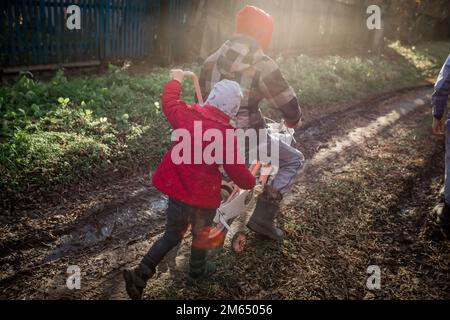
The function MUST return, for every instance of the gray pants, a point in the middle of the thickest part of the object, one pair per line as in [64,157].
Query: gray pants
[291,162]
[447,163]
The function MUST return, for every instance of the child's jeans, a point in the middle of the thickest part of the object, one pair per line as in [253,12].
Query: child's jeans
[179,217]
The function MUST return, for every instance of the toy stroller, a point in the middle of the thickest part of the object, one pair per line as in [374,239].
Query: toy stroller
[235,201]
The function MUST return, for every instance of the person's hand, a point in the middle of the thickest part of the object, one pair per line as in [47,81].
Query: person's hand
[298,125]
[438,127]
[177,74]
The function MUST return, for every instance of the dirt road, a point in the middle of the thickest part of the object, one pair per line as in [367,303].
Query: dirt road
[373,176]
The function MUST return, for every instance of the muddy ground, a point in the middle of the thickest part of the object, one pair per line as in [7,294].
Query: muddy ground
[373,175]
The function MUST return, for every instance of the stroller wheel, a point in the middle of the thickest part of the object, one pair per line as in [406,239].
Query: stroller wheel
[239,242]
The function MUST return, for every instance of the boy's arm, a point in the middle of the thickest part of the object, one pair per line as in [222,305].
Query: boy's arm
[441,91]
[280,94]
[239,173]
[173,107]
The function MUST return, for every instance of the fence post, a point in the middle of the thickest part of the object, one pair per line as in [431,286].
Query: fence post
[163,39]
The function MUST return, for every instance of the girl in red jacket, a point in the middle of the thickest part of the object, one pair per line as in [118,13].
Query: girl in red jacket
[193,188]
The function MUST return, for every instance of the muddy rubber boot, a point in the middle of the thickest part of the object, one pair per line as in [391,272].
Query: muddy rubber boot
[136,280]
[267,208]
[442,212]
[201,270]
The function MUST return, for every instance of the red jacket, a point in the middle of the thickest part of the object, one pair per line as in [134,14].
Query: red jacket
[196,184]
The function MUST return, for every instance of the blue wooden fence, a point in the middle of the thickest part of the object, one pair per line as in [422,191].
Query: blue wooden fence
[35,31]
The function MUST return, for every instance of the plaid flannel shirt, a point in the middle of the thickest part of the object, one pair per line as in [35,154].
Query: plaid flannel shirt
[241,59]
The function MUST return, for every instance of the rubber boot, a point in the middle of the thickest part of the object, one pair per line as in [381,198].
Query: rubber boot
[442,212]
[136,280]
[267,208]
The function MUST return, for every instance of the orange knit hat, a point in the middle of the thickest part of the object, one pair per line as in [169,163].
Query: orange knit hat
[256,23]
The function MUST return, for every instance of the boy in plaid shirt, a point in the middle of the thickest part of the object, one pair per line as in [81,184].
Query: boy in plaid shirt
[242,59]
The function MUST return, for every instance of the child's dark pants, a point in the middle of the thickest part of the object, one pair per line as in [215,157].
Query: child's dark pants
[179,217]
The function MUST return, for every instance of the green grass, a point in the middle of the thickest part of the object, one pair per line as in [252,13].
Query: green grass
[64,130]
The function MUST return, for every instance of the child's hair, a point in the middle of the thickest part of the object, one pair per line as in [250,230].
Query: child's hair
[226,96]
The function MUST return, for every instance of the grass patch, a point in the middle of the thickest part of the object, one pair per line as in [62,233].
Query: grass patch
[64,130]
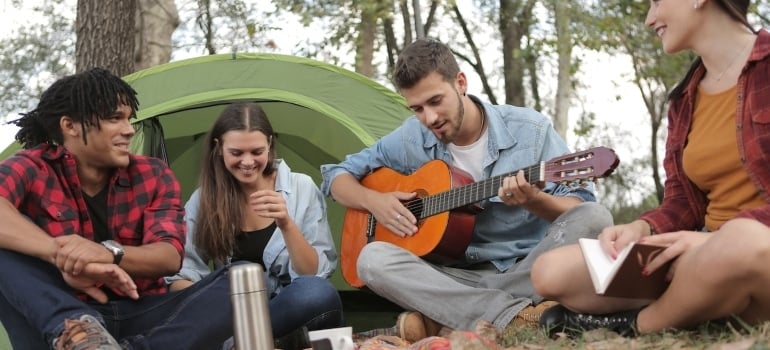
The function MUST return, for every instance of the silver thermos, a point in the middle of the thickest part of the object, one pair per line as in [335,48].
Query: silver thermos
[251,316]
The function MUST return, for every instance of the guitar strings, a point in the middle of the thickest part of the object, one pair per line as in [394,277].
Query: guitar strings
[439,202]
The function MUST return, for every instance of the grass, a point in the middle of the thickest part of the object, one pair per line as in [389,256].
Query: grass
[732,336]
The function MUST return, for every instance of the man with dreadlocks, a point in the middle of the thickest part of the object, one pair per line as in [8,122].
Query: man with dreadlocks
[89,230]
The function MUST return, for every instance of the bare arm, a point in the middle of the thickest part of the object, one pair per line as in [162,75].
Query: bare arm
[153,260]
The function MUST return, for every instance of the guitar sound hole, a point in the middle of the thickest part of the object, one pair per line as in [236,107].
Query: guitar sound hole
[417,206]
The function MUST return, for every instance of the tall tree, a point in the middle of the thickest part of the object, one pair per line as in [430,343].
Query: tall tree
[156,21]
[515,19]
[105,35]
[562,102]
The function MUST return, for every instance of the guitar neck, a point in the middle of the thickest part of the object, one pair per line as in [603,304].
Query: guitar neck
[473,193]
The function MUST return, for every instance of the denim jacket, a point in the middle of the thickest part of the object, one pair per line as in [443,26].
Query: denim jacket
[518,138]
[305,204]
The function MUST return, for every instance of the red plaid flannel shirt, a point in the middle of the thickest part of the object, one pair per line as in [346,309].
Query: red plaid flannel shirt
[143,202]
[684,205]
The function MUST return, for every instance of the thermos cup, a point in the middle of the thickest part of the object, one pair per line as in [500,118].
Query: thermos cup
[251,316]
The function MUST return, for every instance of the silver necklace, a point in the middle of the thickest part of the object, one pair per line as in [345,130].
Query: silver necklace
[738,54]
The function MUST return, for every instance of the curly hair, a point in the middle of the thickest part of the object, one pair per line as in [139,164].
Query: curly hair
[85,97]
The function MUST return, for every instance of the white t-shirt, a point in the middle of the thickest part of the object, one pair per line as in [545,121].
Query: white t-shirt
[470,158]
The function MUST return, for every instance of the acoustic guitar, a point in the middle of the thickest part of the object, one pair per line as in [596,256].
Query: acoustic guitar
[446,204]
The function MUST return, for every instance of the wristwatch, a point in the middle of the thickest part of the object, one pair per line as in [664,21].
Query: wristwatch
[116,249]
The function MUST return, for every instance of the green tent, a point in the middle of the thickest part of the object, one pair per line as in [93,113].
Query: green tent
[319,111]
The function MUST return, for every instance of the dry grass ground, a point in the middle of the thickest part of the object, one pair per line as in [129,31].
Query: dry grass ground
[711,337]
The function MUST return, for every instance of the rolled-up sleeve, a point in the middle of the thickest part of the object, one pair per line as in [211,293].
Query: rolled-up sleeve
[194,266]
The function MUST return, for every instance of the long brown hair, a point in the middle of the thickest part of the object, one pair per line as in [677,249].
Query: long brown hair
[738,10]
[219,215]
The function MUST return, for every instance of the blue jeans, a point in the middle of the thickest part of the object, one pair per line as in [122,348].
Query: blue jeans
[35,301]
[309,301]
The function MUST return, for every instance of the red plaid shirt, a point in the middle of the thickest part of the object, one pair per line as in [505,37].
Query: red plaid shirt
[684,205]
[143,202]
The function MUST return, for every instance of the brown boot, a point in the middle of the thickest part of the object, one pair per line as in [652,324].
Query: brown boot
[85,333]
[530,315]
[413,326]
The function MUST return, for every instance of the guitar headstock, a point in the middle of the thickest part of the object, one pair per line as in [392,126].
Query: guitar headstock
[582,166]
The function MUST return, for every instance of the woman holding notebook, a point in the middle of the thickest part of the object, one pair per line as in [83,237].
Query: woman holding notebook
[713,221]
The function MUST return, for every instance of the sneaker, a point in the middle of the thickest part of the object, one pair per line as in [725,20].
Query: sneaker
[560,319]
[85,333]
[414,326]
[530,315]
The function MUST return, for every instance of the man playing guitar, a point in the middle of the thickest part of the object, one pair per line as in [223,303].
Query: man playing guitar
[515,223]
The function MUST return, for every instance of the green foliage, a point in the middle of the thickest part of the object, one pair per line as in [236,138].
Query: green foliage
[225,26]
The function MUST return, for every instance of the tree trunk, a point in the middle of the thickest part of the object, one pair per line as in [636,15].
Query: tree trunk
[365,43]
[156,21]
[515,18]
[105,35]
[564,80]
[419,29]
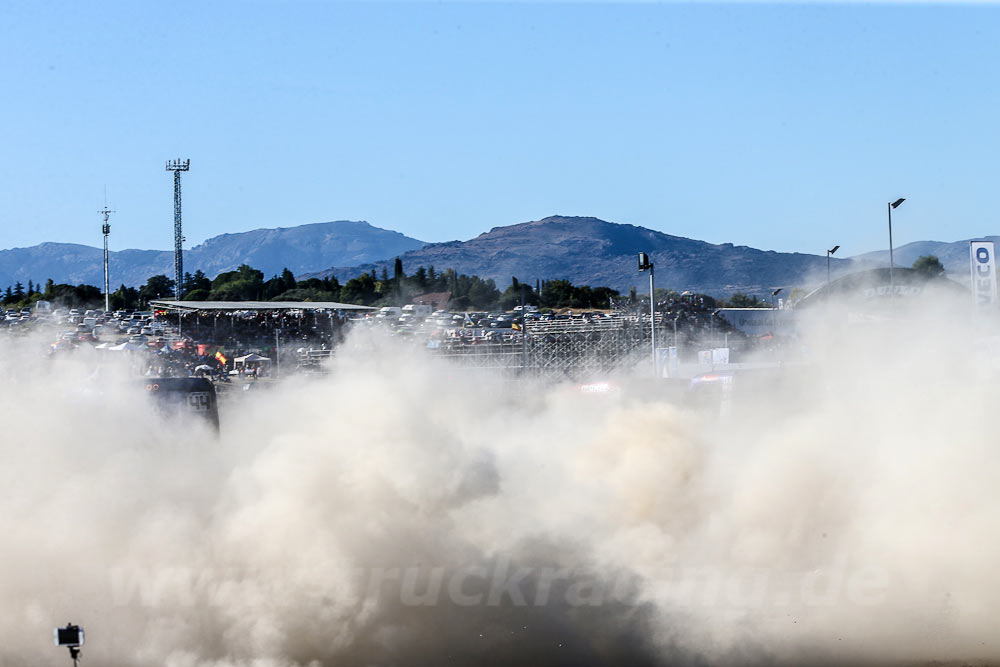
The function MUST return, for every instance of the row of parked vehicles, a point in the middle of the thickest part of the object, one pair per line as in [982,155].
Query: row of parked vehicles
[420,316]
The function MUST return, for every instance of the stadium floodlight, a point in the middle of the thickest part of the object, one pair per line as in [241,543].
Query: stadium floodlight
[774,311]
[644,265]
[889,207]
[72,638]
[828,253]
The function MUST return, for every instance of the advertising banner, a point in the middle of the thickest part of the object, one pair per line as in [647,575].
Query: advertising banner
[984,280]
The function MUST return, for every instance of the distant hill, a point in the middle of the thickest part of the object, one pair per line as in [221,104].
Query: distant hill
[302,248]
[595,252]
[954,255]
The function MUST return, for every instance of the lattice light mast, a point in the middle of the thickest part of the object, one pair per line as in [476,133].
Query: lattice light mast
[106,230]
[177,166]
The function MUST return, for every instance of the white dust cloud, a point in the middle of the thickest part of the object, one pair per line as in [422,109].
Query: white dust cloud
[401,511]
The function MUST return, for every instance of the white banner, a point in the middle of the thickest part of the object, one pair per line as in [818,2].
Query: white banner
[984,280]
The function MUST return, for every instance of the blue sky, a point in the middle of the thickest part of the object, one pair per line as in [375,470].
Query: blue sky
[780,126]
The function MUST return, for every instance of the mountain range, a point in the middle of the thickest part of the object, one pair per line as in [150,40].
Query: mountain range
[595,252]
[584,250]
[302,248]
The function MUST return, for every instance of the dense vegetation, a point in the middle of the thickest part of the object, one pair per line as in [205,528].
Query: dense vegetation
[465,292]
[248,284]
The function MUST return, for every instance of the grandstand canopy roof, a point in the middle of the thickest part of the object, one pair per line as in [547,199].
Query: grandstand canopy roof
[256,305]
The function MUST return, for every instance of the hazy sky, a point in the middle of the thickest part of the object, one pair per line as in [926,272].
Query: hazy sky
[784,126]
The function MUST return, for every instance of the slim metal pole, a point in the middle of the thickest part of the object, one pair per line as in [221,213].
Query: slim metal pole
[107,294]
[652,317]
[892,289]
[524,334]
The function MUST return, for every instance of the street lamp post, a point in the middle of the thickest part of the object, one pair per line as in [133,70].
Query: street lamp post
[774,311]
[889,207]
[645,264]
[828,254]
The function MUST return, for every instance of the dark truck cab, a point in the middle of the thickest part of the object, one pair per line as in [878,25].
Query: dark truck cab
[185,397]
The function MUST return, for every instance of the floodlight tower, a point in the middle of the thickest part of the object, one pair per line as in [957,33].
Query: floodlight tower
[106,230]
[177,166]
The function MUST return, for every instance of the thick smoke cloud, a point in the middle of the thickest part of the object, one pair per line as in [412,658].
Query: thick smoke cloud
[402,511]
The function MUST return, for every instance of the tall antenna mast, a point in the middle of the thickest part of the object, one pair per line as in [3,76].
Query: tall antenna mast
[106,230]
[177,166]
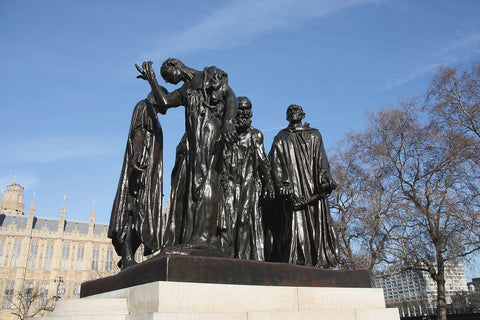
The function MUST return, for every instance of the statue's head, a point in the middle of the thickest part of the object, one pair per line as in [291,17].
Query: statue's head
[215,78]
[295,113]
[243,119]
[171,70]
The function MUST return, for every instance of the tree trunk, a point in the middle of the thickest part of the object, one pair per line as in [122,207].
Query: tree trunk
[441,299]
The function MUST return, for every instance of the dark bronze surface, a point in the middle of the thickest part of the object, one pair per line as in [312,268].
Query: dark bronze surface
[202,269]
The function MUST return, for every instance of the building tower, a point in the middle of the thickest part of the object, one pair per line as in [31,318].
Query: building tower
[13,199]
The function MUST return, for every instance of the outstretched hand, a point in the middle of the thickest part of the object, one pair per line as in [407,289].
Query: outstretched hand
[146,71]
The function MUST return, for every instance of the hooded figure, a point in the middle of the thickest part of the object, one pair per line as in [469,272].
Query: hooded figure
[137,208]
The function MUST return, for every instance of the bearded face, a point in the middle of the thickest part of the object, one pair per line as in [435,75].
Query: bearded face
[243,120]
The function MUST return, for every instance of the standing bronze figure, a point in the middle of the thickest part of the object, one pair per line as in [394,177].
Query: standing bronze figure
[245,165]
[137,208]
[301,174]
[210,108]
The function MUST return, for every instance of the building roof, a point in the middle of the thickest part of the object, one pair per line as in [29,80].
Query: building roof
[7,220]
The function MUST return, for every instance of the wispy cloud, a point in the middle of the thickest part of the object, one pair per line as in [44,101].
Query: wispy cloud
[242,21]
[456,50]
[51,149]
[28,180]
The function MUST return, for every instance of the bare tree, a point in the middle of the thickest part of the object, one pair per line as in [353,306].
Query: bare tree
[30,303]
[364,203]
[414,176]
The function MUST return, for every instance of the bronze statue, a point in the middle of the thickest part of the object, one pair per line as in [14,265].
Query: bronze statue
[245,164]
[210,108]
[137,208]
[301,174]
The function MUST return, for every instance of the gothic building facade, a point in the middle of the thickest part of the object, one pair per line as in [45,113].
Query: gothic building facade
[43,260]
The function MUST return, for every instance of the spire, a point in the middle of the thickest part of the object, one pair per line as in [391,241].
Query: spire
[31,210]
[91,220]
[12,202]
[63,211]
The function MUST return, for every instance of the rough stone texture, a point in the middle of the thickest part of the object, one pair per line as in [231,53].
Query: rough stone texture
[203,269]
[171,300]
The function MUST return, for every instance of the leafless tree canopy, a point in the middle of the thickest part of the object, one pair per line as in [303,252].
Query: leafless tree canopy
[409,183]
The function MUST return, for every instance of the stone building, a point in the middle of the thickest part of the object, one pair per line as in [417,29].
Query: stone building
[414,292]
[42,259]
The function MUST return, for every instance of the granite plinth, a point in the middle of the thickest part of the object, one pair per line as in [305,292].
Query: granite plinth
[202,269]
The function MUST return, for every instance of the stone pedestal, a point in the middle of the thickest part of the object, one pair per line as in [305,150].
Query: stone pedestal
[181,287]
[163,300]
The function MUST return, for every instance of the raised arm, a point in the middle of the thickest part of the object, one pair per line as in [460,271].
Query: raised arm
[165,101]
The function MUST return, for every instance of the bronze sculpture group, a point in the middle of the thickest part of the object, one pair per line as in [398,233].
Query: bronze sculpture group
[227,196]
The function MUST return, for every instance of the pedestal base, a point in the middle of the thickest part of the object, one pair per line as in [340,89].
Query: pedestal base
[203,269]
[178,287]
[201,301]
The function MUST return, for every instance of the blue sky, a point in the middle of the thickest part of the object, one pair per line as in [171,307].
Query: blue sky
☆ ☆ ☆ ☆ ☆
Put the data into a Markdown table with the columns Entry and Content, one row per line, starting at the line that contains "The function MUST return, for every instance of the rough" and ending at the final line of the data. Number the rows in Entry, put each line's text in Content, and leave out blank lines.

SOLVED PROBLEM:
| Entry | Content |
|---|---|
| 1 | The function MUST return, for every instance of the rough stone texture, a point in the middle of the thickest part of the object, one pair per line as in [231,53]. |
| 2 | Query: rough stone texture |
| 3 | [203,269] |
| 4 | [171,300] |
| 5 | The function MUST return, for every instance of the leafless tree canopy, a point in the middle of the thickest part of the object, one pair per line as in [303,252]. |
| 6 | Query: leafless tree canopy |
| 7 | [409,183] |
| 8 | The function MUST return, for every instance of the stone building, a point in the middle of the thickest part of the object, one pair per line as in [417,29]. |
| 9 | Query: stone building |
| 10 | [414,292] |
| 11 | [42,259] |
| 12 | The function MUST return, for every instance of the granite plinth, a point in the middle of the thickest part of the object, one pair per line as in [305,292]. |
| 13 | Query: granite plinth |
| 14 | [202,269] |
| 15 | The function MUST return, for every instance of the stone pedestal, a point in the middle of the thickest part of the object, one pair per line as in [305,150]. |
| 16 | Query: stone pedestal |
| 17 | [181,287] |
| 18 | [163,300] |
| 19 | The function MUST return, for every instance of the raised arm, a point in the middle of the thickest part of the object, one pair per line as in [460,271]. |
| 20 | Query: raised arm |
| 21 | [165,101] |
| 22 | The function MUST return, for every instance of the bronze sculpture group, a point in the middle of the thickest part of the object, one pair per line as in [398,233]. |
| 23 | Query: bronze sculpture group |
| 24 | [227,196] |
| 25 | The function MUST return, for every instance of the pedestal base, a point in the middle of the thickest part of the object, one pair per line as in [340,89]. |
| 26 | Query: pedestal base |
| 27 | [203,269] |
| 28 | [178,287] |
| 29 | [201,301] |
| 30 | The function MUST return, for every instance of the blue sky, a point in the middle of the thickest part of the object, one pair per line as in [171,307]. |
| 31 | Query: blue sky |